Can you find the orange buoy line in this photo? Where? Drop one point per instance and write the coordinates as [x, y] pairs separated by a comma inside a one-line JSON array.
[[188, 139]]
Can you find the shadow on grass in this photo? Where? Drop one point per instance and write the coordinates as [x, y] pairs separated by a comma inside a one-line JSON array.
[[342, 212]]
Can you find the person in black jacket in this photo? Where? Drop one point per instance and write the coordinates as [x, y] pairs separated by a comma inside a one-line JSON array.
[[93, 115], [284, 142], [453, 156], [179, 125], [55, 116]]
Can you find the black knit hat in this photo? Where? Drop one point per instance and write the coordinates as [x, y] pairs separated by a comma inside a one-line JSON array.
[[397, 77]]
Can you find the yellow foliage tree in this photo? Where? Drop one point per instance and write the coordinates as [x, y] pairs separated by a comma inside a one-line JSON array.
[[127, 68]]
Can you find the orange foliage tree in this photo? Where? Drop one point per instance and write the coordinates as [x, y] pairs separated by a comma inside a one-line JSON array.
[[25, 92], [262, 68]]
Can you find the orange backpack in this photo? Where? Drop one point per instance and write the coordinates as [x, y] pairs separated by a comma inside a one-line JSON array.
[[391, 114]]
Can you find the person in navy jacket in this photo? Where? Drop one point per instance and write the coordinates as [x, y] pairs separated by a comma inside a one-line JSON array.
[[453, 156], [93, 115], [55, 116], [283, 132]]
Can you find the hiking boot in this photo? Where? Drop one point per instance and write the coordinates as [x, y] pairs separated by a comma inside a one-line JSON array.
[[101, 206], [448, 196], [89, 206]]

-=-=-

What needs to be done — Can you transcribe every record above word for word, keeping each on its own line?

Expected output —
Can you find the orange buoy line in this photo? Where? Drop one point per instance and write the coordinates as [x, y] pairs separated by a comma inside a one-line JSON array.
[[188, 139]]
Can you find the shadow on grass in this photo? Where? Drop one point per instance and write the coordinates as [x, y] pairs separated by a comma inside a one-line JSON array.
[[342, 212]]
Can you find the person in black jacket in this photo? Where? Drop one point per instance and write the coordinates as [x, y] pairs separated by a comma inside a one-line JSON array.
[[93, 115], [284, 142], [453, 156], [179, 125], [55, 116]]
Can you find the black knit hat in this photo? Where? Drop one point per instance and write the coordinates as [x, y] pairs separated by a comma inside a one-line JSON array.
[[397, 77]]
Can you find the yellow foliage tree in this photo? Where? Drop one point per instance and write the coordinates as [x, y] pairs separated by a comma inside a one-line JSON array.
[[127, 68]]
Can you find the orange foliage tree in this photo? Where? Drop one point per instance and write the coordinates as [x, y] pairs separated by a comma inside a one-line JSON array.
[[25, 92], [262, 68]]
Can you find the orange backpack in this photo? Where? Drop one point per instance and write the coordinates as [x, y] pairs separated by a comma inside a one-line JSON array.
[[391, 114]]
Can you find the person in navy jacket in this photo? Where? Drop one point per instance and write the coordinates as [x, y] pairs separated by a comma inside a one-line JSON array.
[[453, 156], [93, 115], [55, 116], [283, 132]]
Can you find the hiking boot in this photo? Where? Drop one point per instance and write the coordinates as [x, y] pairs separated by a comma inside a one-line JSON array.
[[101, 206], [448, 196], [89, 206]]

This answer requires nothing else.